Could you repeat the Lofoten Islands passage starting at "We woke again" and ending at "many, many cod.", swapping "shed" for "hut"?

## begin Source passage

Monday, 9 August 2010

Norway 3 - The Lofoten Islands

The Lofoten Islands are seen as a “must” on the tourist trail of northern Norway – particularly in motorhome circles. The islands stretch along just off the northern coast, with a range of spiky mountains running up through their centre, curved like some prehistoric animal’s spine. Their reputation of stunning beauty is well deserved, as below the serrated granite teeth of the bare topped mountains lie glistening fjords, quaint fishing villages with their collections of fisherman’s huts, or rorbuer, and stretches of white sandy beaches.

If you didn’t know where the Lofotens are…

In the right light all of this scenery is so very photogenic, and in Lofoten that light is not always going to be sunny. It might be seen as something of an understatement to say that the weather is very changeable. If blankets of grey, woolly clouds draped over slabs of ancient rock towering above you is what you want this is the place to come, as you are bound to see them at some point. It doesn’t always rain, but when it does you can see sheets of the stuff blowing across the faces of the mountains. Yet when the sun shines through it is glorious, all the more so as it reveals layers of the landscape that you missed in all the cloud and rain, with skies of deepest pink through to bright blue and back to moody, threatening grey.

Lofoten scenery

We had fallen asleep on the 4:30 a.m. Monday morning ferry from Bodø and were woken by the announcement that we had reached Moskenes and drivers should return to their vehicles. We couldn’t see the famed spine of mountains - the ‘Lofoten Wall’ or ‘Lofotenveggen’ - through the driving rain, and as Moskenes had not yet opened its doors at 8 a.m. we decided to move on to the town at the very beginning of the island range – the aptly named Å (pronounced awe). We parked, along with the many other motorhomes, in the large carpark by the museum village and fell asleep to the drumbeat of raindrops on the roof of the van.

Å in the rain

We woke again in the early afternoon to much the same sound on the roof, and the same view, only different vans, plus the day’s coach tours, outside our window. We visited the museum at Å, which seemed to take over most of the small fishing village, and mused on how hard life was and how truly disgusting cod-liver oil is, having tasted some in the little shed where it used to be produced as one of the village’s economic mainstays. It really is made from boiling down the livers of many, many cod.

Å village museum

Å has many of the features found in Lofoten fishing villages - a jumble of wooden storerooms and workshops for fishermen and fishing equipment built out on stilts above the rocky creeks around the harbour, all painted the uniform rusty red and with a backdrop of sheer mountains. The wooden huts are called rorbu (‘rowers’ dwellings’) for the small ones and sjøhus (‘sea house’) for the larger, but these days very few in such scenic places as Å serve their original purpose, having been converted into lucrative, and very attractive, tourist accommodation. These conversions were so successful as tourism took off in from the 1960s onwards, that many new rorbuer and sjøhus were built specially as holiday homes. This phenomenon went hand in hand with the decline of much of the older small-scale fishery and subsistence agriculture, and brought a welcome income to communities facing uncertain futures.

## end Source passage
## begin Data entries

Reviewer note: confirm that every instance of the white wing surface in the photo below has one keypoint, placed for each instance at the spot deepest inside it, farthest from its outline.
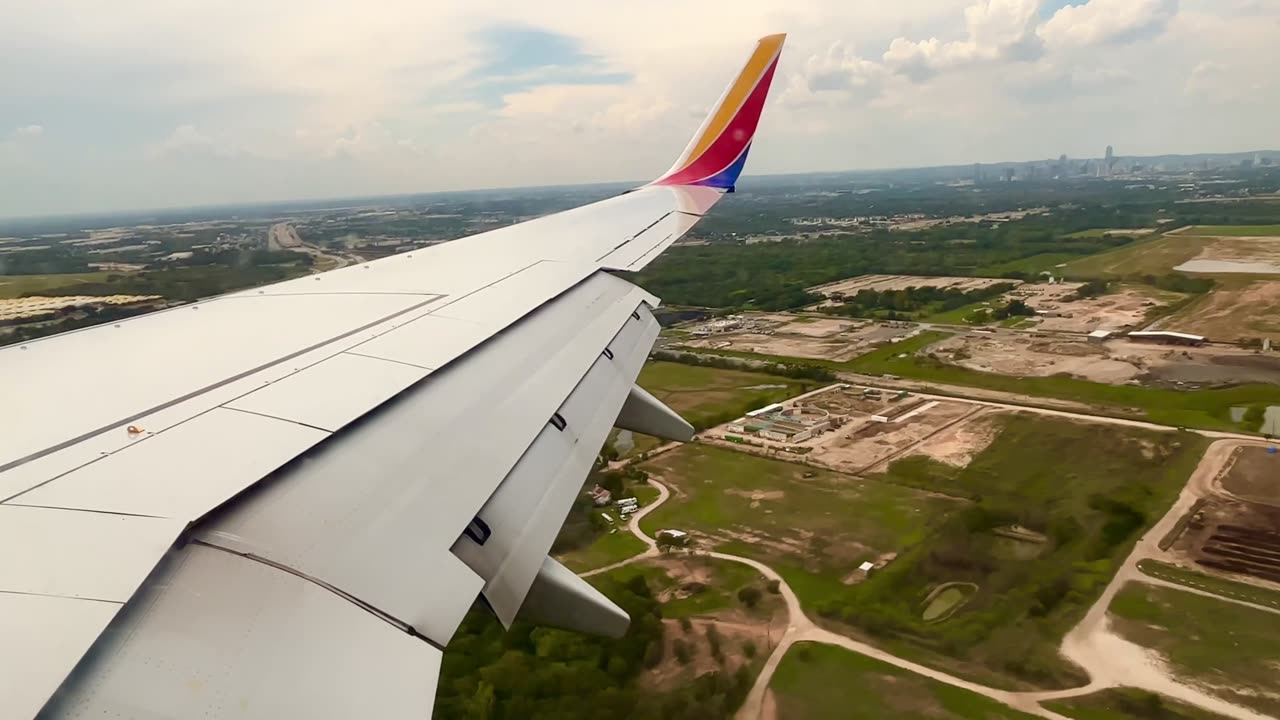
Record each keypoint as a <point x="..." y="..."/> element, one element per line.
<point x="280" y="502"/>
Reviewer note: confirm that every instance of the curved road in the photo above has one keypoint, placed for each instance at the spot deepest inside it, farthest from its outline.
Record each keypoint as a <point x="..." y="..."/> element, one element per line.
<point x="1091" y="643"/>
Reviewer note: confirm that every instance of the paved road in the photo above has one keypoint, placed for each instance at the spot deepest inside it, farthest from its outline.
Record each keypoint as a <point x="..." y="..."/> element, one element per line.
<point x="1110" y="660"/>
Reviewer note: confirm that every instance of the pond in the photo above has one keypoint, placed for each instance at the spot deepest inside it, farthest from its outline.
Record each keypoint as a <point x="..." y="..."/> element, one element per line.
<point x="1270" y="419"/>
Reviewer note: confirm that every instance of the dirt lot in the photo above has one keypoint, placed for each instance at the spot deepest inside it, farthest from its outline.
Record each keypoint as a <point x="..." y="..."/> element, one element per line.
<point x="862" y="445"/>
<point x="792" y="336"/>
<point x="1233" y="311"/>
<point x="1235" y="537"/>
<point x="851" y="286"/>
<point x="963" y="441"/>
<point x="1253" y="475"/>
<point x="1124" y="309"/>
<point x="1018" y="355"/>
<point x="1114" y="361"/>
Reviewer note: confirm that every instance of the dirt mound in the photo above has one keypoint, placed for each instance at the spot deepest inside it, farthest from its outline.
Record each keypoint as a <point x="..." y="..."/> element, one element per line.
<point x="1070" y="349"/>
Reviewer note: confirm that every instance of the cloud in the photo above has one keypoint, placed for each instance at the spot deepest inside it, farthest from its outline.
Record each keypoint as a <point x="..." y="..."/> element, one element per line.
<point x="1100" y="22"/>
<point x="321" y="98"/>
<point x="184" y="140"/>
<point x="997" y="30"/>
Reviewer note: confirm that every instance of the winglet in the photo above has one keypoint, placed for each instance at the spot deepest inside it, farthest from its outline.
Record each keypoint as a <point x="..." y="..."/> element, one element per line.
<point x="717" y="153"/>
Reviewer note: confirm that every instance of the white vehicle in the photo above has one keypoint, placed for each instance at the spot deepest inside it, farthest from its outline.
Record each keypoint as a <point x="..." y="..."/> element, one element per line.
<point x="277" y="504"/>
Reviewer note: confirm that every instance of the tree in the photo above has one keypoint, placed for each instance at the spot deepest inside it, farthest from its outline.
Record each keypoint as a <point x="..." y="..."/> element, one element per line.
<point x="682" y="650"/>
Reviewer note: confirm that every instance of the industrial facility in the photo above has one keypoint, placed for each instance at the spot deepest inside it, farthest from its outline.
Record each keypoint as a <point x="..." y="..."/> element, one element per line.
<point x="784" y="424"/>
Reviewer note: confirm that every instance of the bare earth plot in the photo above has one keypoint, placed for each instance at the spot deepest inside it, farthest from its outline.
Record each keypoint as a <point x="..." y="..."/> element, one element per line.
<point x="1124" y="309"/>
<point x="1255" y="475"/>
<point x="817" y="523"/>
<point x="851" y="286"/>
<point x="865" y="443"/>
<point x="1114" y="361"/>
<point x="1237" y="310"/>
<point x="1229" y="651"/>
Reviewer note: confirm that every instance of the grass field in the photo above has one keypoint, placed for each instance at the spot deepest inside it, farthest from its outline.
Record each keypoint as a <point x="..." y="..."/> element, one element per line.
<point x="1089" y="511"/>
<point x="1042" y="263"/>
<point x="816" y="531"/>
<point x="1233" y="231"/>
<point x="818" y="682"/>
<point x="709" y="396"/>
<point x="606" y="550"/>
<point x="1206" y="641"/>
<point x="1128" y="703"/>
<point x="16" y="286"/>
<point x="1208" y="583"/>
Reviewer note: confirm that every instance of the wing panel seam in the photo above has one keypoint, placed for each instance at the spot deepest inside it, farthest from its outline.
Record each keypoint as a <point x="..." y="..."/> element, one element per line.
<point x="196" y="393"/>
<point x="391" y="620"/>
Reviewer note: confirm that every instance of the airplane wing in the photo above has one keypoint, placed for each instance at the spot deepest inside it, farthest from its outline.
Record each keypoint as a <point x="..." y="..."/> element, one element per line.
<point x="280" y="502"/>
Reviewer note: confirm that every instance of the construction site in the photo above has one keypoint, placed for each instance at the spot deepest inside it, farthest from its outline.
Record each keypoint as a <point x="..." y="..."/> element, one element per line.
<point x="858" y="429"/>
<point x="795" y="336"/>
<point x="1107" y="359"/>
<point x="1059" y="308"/>
<point x="1237" y="529"/>
<point x="880" y="283"/>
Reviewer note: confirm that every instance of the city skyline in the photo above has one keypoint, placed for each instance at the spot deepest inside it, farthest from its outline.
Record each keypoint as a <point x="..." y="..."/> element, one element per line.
<point x="231" y="105"/>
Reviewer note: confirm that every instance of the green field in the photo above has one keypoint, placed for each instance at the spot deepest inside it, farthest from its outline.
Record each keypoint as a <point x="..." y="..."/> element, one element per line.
<point x="1233" y="231"/>
<point x="709" y="396"/>
<point x="1088" y="510"/>
<point x="16" y="286"/>
<point x="819" y="682"/>
<point x="1036" y="264"/>
<point x="1128" y="703"/>
<point x="606" y="548"/>
<point x="1206" y="641"/>
<point x="1155" y="256"/>
<point x="958" y="317"/>
<point x="814" y="531"/>
<point x="1210" y="583"/>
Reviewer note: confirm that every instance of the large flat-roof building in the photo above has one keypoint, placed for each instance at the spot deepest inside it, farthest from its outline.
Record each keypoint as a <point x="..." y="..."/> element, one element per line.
<point x="1168" y="337"/>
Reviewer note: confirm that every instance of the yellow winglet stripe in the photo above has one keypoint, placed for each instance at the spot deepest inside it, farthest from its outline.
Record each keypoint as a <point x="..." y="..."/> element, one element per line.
<point x="764" y="53"/>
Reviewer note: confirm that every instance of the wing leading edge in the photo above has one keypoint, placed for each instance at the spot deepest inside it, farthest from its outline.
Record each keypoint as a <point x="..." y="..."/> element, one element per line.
<point x="319" y="477"/>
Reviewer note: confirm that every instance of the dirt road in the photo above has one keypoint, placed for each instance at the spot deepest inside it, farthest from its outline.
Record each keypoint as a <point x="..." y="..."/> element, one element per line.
<point x="1102" y="654"/>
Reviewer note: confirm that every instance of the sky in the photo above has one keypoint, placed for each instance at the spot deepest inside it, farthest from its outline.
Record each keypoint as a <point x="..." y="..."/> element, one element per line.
<point x="136" y="104"/>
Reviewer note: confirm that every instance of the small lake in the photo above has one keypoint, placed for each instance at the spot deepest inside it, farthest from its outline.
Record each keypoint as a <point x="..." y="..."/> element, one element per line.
<point x="1270" y="420"/>
<point x="1229" y="267"/>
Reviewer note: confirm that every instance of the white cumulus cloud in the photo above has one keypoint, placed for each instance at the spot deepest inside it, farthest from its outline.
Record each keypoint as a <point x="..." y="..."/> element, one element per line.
<point x="1107" y="21"/>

## end Data entries

> [Exercise result]:
We woke again in the early afternoon to much the same sound on the roof, and the same view, only different vans, plus the day’s coach tours, outside our window. We visited the museum at Å, which seemed to take over most of the small fishing village, and mused on how hard life was and how truly disgusting cod-liver oil is, having tasted some in the little hut where it used to be produced as one of the village’s economic mainstays. It really is made from boiling down the livers of many, many cod.